**Work to complete:**
Copy the lines below without any change.

**Data for processing:**
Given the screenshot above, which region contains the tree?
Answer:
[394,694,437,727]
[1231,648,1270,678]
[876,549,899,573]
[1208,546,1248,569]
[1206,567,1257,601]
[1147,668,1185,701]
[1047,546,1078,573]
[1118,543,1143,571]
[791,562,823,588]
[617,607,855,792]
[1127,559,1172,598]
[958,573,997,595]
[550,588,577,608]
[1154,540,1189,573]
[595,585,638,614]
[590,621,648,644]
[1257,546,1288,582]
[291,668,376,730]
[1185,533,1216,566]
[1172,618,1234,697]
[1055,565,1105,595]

**Response to the exercise:**
Given the screenshot above, which region contains the tree?
Answer:
[394,694,437,727]
[1231,648,1270,678]
[876,549,899,573]
[1208,546,1248,569]
[1206,567,1257,601]
[1147,668,1185,701]
[1047,546,1078,573]
[1118,543,1143,571]
[791,562,823,588]
[617,607,855,792]
[1127,559,1172,598]
[958,573,997,595]
[550,588,577,608]
[1154,540,1189,573]
[595,585,638,614]
[590,621,648,644]
[1257,546,1288,582]
[291,668,376,730]
[1185,533,1216,566]
[1172,618,1234,697]
[1055,565,1105,595]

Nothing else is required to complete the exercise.